Task objective: Exactly the lines from the one with "Phrase: boat mast" through the end of the records below are to be output, the first and last included, and no others.

——

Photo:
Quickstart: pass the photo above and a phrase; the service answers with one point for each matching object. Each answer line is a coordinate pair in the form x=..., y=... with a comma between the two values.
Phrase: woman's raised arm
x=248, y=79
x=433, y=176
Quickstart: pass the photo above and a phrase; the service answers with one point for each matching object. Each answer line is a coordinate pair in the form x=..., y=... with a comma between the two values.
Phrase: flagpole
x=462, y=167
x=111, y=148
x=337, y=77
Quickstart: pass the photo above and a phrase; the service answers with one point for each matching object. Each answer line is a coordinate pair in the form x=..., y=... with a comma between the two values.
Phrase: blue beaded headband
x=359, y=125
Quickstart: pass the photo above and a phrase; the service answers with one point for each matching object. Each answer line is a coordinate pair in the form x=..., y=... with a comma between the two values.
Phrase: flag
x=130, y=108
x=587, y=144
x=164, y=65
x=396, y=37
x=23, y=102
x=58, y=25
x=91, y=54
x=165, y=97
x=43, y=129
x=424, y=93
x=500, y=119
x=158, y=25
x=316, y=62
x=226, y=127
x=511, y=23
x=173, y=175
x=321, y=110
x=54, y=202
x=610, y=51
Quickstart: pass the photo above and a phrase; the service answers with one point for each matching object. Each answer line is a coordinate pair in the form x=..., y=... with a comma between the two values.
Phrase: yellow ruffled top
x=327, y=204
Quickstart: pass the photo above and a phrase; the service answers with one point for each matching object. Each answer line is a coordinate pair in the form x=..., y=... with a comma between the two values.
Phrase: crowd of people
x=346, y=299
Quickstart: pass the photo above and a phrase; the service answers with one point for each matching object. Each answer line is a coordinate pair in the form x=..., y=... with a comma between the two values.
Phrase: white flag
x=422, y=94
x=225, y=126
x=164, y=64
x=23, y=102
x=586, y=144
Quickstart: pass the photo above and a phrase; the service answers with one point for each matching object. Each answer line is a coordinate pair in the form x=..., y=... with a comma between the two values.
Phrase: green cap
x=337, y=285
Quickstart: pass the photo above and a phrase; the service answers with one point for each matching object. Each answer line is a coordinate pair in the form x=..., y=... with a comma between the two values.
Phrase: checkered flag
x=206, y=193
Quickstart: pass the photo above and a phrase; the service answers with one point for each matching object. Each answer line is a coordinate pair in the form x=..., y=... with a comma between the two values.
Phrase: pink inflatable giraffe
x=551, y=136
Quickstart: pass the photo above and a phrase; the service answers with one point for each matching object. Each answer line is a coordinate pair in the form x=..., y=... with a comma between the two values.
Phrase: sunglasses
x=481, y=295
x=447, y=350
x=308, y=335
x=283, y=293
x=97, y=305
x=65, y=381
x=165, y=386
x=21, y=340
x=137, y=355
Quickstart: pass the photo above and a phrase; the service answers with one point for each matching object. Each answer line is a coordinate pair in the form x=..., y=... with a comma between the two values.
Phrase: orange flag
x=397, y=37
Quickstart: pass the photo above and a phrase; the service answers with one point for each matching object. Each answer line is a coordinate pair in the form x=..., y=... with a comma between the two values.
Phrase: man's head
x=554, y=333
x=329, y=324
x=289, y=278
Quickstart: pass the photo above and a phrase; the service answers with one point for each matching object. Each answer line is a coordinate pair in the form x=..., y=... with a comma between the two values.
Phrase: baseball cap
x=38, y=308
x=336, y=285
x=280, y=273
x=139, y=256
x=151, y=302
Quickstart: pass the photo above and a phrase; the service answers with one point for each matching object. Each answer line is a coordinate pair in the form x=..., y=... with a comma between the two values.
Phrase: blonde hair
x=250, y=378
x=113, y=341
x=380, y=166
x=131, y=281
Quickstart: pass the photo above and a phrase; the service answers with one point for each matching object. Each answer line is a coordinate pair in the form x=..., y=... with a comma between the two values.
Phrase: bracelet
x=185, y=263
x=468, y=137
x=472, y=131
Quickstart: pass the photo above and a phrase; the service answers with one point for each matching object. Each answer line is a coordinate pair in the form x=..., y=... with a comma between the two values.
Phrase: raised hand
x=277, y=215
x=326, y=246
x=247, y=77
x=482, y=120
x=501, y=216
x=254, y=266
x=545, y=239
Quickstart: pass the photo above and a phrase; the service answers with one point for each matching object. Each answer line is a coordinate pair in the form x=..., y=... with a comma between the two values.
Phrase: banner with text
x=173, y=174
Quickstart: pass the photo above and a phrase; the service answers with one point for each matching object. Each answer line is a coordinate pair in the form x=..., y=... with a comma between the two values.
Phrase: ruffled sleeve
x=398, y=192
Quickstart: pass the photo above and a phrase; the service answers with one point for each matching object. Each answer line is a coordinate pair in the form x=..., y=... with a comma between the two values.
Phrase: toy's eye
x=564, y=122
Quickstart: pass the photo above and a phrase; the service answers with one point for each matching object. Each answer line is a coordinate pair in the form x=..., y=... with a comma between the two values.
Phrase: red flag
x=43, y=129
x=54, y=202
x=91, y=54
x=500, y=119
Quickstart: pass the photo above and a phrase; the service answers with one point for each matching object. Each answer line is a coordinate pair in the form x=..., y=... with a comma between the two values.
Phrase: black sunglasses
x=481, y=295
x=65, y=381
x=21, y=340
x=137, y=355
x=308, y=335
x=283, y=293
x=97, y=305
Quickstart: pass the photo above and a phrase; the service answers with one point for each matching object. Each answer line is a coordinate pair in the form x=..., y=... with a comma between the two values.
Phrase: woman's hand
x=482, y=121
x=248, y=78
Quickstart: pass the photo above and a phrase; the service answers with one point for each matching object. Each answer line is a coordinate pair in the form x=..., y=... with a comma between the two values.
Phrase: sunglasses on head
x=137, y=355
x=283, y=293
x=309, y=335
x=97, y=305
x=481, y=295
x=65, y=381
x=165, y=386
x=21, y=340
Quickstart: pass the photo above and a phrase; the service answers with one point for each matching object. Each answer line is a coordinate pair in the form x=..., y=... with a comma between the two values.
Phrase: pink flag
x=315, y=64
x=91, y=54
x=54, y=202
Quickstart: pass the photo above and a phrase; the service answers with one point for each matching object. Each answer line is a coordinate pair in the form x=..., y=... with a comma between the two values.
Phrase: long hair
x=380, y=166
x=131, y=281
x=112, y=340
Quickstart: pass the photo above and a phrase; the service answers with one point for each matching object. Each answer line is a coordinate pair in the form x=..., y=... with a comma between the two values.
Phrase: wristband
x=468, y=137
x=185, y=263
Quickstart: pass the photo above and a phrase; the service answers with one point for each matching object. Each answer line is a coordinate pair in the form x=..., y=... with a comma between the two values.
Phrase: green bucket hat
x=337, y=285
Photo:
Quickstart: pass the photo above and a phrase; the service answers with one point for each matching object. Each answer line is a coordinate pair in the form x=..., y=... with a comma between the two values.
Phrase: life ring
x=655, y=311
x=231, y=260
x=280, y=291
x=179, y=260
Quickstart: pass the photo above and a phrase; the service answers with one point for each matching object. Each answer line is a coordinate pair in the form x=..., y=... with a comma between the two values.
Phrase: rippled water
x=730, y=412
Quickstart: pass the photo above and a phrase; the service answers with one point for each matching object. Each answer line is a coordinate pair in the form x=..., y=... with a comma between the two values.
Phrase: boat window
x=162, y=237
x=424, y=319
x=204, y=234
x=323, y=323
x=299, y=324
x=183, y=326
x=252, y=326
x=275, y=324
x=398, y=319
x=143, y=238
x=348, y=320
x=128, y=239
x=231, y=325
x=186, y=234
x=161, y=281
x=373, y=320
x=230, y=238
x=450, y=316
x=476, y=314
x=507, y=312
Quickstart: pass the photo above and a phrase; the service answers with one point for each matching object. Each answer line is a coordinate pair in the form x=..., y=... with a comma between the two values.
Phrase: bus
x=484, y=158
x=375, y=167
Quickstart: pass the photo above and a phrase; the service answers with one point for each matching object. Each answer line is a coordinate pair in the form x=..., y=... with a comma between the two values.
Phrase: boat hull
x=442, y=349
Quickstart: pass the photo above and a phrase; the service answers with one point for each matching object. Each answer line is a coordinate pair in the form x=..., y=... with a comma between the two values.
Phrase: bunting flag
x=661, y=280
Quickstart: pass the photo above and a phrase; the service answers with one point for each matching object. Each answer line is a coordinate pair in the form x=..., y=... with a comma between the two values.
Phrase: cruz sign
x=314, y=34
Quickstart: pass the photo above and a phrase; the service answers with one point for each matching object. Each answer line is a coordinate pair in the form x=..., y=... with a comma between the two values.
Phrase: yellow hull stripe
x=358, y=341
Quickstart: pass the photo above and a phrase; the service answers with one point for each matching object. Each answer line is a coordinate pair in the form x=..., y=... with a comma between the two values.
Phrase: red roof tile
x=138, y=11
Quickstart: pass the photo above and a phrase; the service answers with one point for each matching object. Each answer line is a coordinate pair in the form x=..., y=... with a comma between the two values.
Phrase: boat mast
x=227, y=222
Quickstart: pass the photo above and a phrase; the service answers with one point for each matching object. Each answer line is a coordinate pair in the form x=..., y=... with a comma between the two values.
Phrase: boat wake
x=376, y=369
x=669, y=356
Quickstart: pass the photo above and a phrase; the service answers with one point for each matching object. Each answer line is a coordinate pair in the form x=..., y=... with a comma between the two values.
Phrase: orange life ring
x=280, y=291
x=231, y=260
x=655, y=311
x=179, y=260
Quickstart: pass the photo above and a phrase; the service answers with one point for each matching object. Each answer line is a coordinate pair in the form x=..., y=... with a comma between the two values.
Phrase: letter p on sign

——

Your solution:
Phrase: boat mast
x=227, y=222
Quickstart: pass the photo above and a phrase; the service answers with one point for each matching object. Each answer line is a coordinate pair in the form x=..., y=... with a comma between the two values.
Phrase: boat wake
x=376, y=369
x=669, y=356
Quickstart: pass the photo above and a phrase; the service answers with one point for each matching object. Each answer line is a coordinate pair in the form x=..., y=... with a comma between the two values.
Phrase: orange life ring
x=280, y=291
x=231, y=260
x=655, y=311
x=179, y=260
Quickstart: pass the photo above and a phrase; the service answers with one point for each matching object. Each answer line is a coordinate pair in the form x=..., y=... with a comma between the two values.
Phrase: letter p on sign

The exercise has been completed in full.